::: Information supplied

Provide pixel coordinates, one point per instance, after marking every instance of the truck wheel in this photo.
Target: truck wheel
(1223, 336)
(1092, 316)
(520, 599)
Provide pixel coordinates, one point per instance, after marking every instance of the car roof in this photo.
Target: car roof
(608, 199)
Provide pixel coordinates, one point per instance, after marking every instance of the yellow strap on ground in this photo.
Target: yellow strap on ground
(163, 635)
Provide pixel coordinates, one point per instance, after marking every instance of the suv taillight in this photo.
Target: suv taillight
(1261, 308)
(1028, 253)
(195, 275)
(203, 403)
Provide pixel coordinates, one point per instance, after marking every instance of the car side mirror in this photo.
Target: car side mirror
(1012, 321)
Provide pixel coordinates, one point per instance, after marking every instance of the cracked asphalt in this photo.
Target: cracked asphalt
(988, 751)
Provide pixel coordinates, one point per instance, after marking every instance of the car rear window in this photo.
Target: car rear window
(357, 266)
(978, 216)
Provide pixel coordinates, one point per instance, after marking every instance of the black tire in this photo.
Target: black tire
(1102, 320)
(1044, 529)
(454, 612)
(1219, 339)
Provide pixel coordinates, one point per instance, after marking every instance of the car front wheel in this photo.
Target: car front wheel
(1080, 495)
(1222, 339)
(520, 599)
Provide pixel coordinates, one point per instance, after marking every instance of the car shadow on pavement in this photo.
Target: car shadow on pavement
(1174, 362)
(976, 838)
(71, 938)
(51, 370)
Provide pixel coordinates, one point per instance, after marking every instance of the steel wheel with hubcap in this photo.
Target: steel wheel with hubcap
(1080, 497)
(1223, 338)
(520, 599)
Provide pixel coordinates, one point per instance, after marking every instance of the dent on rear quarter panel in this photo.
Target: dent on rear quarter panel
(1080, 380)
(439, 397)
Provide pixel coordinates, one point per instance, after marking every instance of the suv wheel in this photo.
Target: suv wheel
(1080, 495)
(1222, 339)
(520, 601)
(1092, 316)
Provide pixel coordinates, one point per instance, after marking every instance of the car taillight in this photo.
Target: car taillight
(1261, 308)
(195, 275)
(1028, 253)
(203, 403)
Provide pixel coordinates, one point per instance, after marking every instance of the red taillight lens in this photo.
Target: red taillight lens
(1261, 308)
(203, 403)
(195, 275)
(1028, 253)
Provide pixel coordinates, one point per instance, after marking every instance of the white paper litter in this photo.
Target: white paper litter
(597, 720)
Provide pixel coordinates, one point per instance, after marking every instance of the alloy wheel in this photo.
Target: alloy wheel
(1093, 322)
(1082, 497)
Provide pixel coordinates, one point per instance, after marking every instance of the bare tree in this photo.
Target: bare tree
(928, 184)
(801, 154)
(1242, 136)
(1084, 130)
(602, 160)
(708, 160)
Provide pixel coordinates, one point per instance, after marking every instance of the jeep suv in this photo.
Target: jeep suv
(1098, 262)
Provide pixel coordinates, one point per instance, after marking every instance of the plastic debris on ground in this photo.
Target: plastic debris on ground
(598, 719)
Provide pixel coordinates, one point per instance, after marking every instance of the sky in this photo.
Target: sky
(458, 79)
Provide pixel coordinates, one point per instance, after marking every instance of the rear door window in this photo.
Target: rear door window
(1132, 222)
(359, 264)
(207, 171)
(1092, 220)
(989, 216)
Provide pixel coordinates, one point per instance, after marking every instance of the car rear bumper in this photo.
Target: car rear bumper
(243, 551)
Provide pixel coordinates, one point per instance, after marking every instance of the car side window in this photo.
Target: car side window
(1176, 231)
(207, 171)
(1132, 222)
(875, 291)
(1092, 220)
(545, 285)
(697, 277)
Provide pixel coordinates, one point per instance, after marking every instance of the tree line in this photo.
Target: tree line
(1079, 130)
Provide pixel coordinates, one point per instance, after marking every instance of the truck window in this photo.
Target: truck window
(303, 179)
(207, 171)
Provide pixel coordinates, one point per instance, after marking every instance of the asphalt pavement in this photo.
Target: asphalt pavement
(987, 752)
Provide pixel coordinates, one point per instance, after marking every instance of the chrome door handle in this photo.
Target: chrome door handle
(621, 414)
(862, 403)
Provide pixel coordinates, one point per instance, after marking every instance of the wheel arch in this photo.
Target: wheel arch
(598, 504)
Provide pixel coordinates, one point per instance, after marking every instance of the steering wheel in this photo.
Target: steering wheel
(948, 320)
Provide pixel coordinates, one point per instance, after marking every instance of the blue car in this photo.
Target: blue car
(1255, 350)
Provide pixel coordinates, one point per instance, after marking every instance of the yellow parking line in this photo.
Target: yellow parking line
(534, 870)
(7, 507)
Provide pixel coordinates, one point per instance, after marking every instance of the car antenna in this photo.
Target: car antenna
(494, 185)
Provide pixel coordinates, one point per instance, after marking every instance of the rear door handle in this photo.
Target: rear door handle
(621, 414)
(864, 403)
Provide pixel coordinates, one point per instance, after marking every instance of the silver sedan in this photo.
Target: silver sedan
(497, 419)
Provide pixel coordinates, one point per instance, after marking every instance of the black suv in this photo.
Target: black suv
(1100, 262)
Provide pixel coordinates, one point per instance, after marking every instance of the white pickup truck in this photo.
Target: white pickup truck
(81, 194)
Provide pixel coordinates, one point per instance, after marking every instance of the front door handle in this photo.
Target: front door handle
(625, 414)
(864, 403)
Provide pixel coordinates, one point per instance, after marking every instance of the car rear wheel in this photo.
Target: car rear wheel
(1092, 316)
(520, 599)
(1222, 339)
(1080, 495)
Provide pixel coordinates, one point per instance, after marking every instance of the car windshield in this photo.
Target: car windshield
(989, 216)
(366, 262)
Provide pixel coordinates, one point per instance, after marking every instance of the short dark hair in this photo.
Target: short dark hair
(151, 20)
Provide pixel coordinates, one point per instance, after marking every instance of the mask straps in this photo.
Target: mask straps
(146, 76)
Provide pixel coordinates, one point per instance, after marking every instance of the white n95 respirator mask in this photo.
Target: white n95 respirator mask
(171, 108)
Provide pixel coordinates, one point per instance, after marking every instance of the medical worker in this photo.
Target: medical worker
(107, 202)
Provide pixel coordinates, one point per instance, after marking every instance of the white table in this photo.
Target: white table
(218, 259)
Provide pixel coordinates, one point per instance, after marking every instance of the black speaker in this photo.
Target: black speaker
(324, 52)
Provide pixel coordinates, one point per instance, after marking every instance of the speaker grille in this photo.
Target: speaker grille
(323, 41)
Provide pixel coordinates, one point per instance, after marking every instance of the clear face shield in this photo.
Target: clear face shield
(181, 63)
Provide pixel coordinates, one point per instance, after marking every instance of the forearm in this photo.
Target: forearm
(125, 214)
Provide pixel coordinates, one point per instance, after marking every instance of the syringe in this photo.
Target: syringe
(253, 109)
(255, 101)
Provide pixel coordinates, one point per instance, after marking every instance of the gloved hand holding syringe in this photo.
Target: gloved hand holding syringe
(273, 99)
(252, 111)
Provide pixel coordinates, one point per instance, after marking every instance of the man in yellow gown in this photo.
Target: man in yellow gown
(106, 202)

::::::

* [Problem]:
Each record above should be restated word for word.

* [Answer to this problem]:
Provide pixel coordinates, one point per instance, after marking every instance of the truck wheel in this photo.
Target: truck wheel
(1223, 336)
(1092, 316)
(520, 599)
Provide pixel coordinates, one point per instance, after marking every instance of the car roof in this photo.
Target: car roof
(608, 199)
Provide pixel coordinates, one point per instance, after marking every instance of the yellow strap on ground in this photo.
Target: yellow strap on ground
(163, 635)
Provide pixel coordinates, one point per instance, after marking every instance of the suv taillight in this photo.
Target: suv taillight
(1261, 308)
(1028, 253)
(195, 275)
(203, 403)
Provide pixel coordinates, one point per instance, after marking every instance of the car side mirror in this photo.
Target: car side mirror
(1012, 321)
Provide pixel coordinates, one point per instance, after marking every instance of the cracked asphalt in this photo.
Target: cracked asphalt
(988, 751)
Provide pixel coordinates, one point per instance, after marking every instance of the car rear window in this photo.
Target: car rear window
(357, 266)
(978, 216)
Provide pixel coordinates, one point per instance, after marking every instance of the black tire in this photo.
Target: black tire
(1102, 320)
(1044, 529)
(454, 612)
(1219, 339)
Provide pixel coordinates, one point per instance, after marking every instance of the car front wheel in this photo.
Target: car front wheel
(1080, 495)
(1222, 339)
(520, 599)
Provide pixel coordinates, one point per instance, after marking every instance of the car shadow on pavement in this photo.
Target: car shadow on pavement
(1174, 362)
(976, 838)
(71, 938)
(51, 370)
Provide pixel coordinates, one point per instance, after marking every instance of the steel wheel with hubcap in this photo.
Target: steel wheel with hubcap
(1080, 497)
(1223, 338)
(520, 599)
Provide pixel coordinates, one point per instance, after marking every instance of the dent on rear quarter panel in this photo.
Target: dent on rear quarter panel
(1080, 380)
(439, 397)
Provide pixel coordinates, one point per instance, after marking every instance of the suv wheel in this photo.
Target: suv wheel
(1080, 495)
(1222, 339)
(520, 601)
(1092, 316)
Provide pixel coordinates, one point per instance, after marking every instance of the car taillight in this photo.
Target: car taillight
(1261, 308)
(195, 275)
(1028, 253)
(203, 403)
Provide pixel coordinates, one point per instance, after marking every instance of the red taillight lens in this photo.
Target: red taillight lens
(1261, 308)
(203, 403)
(195, 275)
(1028, 253)
Provide pixel coordinates, one point per instance, after marking every instance of the white paper litter in this photo.
Target: white paper litter
(597, 720)
Provide pixel coordinates, one point per instance, after marking every instance of the alloy wheel in this photo.
Target: alloy wheel
(1093, 322)
(1082, 497)
Provide pixel coordinates, one point per instance, after marking every instance of the bare tree in this photo.
Target: bare tree
(928, 184)
(801, 154)
(1242, 136)
(1084, 130)
(602, 160)
(708, 160)
Provide pixel coordinates, one point per instance, after marking every instance of the jeep suv in this photo.
Target: jeep suv
(1098, 262)
Provide pixel coordinates, one point per instance, after marking every instance of the plastic debris on ground in this photo.
Target: plastic debris on ground
(598, 719)
Provide pixel coordinates, one point per instance, after marking every instance of the sky in this photo.
Target: sky
(458, 79)
Provide pixel coordinates, one point per instance, after marking every instance of the rear door window in this photo.
Target: rear door window
(1132, 222)
(359, 264)
(207, 171)
(1092, 220)
(989, 216)
Provide pixel coordinates, one point per instance, after marking every instance of the car rear bumper in this photo.
Target: car rear bumper
(243, 551)
Provide pixel coordinates, one point per instance, after marking every instance of the car side window in this photo.
Target: car side window
(1176, 231)
(207, 171)
(1132, 222)
(875, 291)
(1092, 220)
(545, 285)
(697, 277)
Provide pixel coordinates, one point per instance, after marking every instance of the tree line in this photo.
Target: tree line
(1079, 130)
Provide pixel coordinates, one point per instance, after marking every instance of the truck window in this photo.
Target: truck window
(303, 179)
(207, 171)
Provide pixel coordinates, one point per instance, after marking every instance of the asphalt pavement in this photo.
Target: asphalt pavement
(987, 752)
Provide pixel coordinates, one point per instance, after marking every instance of the chrome door handle in this photo.
Target: chrome door handle
(621, 414)
(862, 403)
Provide pixel coordinates, one point per instance, after marking every instance of the wheel arch in this photo.
Target: wheel arch
(598, 504)
Provide pixel coordinates, one point per instance, after marking every instance of the steering wheel in this photo.
Target: steering wheel
(948, 320)
Provide pixel coordinates, one point per instance, after marking every instance of the blue car in this photo.
Target: blue car
(1255, 350)
Provide pixel coordinates, one point per instance, after marking every instance of the yellow parking line in this photo.
Target: yellow parking line
(534, 870)
(7, 507)
Provide pixel coordinates, one point per instance, after marking every instance of the car antenna in this photo.
Target: car antenna
(494, 185)
Provide pixel coordinates, one point per instance, after marking every instance of the rear door handle in this photo.
Target: rear door handle
(621, 414)
(864, 403)
Provide pixel coordinates, one point per instance, after marking every instance of the silver sedan in this photo.
Target: silver sedan
(497, 419)
Provide pixel coordinates, one point per instance, after marking every instance of the black suv in this photo.
Target: black suv
(1100, 262)
Provide pixel coordinates, one point per instance, after marking every instance of the white pickup truck in this photo.
Target: white pickup truck
(81, 194)
Provide pixel coordinates, one point per instance, after marking every instance of the front door handle in this photo.
Target: front door handle
(625, 414)
(864, 403)
Provide pixel coordinates, one point per instance, after marking every instance of the car rear wheel in this photo.
Target: car rear wheel
(1092, 316)
(520, 599)
(1222, 339)
(1080, 495)
Provide pixel coordinates, one point per instance, after marking every instance of the car windshield in this photo.
Target: car windshield
(989, 216)
(366, 262)
Provide pixel coordinates, one point per instance, after marking every instance of the short dark hair in this photo.
Target: short dark hair
(151, 20)
Provide pixel coordinates, one point per instance, after marking every instance of the mask straps in this photo.
Target: mask straps
(146, 76)
Provide pixel coordinates, one point per instance, after marking every instance of the white n95 respirator mask in this photo.
Target: white n95 respirator mask
(171, 108)
Provide pixel coordinates, one point per instance, after marking every instance of the medical worker in this photo.
Target: medical worker
(107, 202)
Provide pixel coordinates, one point per instance, after marking every instance of the white table in this photo.
Target: white table
(218, 259)
Provide pixel coordinates, one point per instance, after marking every instance of the black speaker in this photo.
Target: black speaker
(324, 52)
Provide pixel coordinates, one point per instance, after marking every instance of the speaker grille in this photo.
Target: speaker grille
(323, 41)
Provide pixel coordinates, one point per instance, after marking every instance of the clear face shield in this photo.
Target: clear face shield
(181, 63)
Provide pixel coordinates, one point per instance, after marking every instance of the forearm in this photo.
Target: forearm
(125, 214)
Provide pixel coordinates, one point per instance, after marking every instance of the syringe in this photo.
Target: syringe
(253, 109)
(255, 101)
Provide pixel coordinates, one point per instance, after marking every instance of the gloved hand holding syringe in this photo.
Target: gloved hand holding syringe
(273, 99)
(252, 111)
Provide pixel coordinates, one point per instance, after marking every instance of the man in yellow gown in this photo.
Target: man in yellow gown
(106, 202)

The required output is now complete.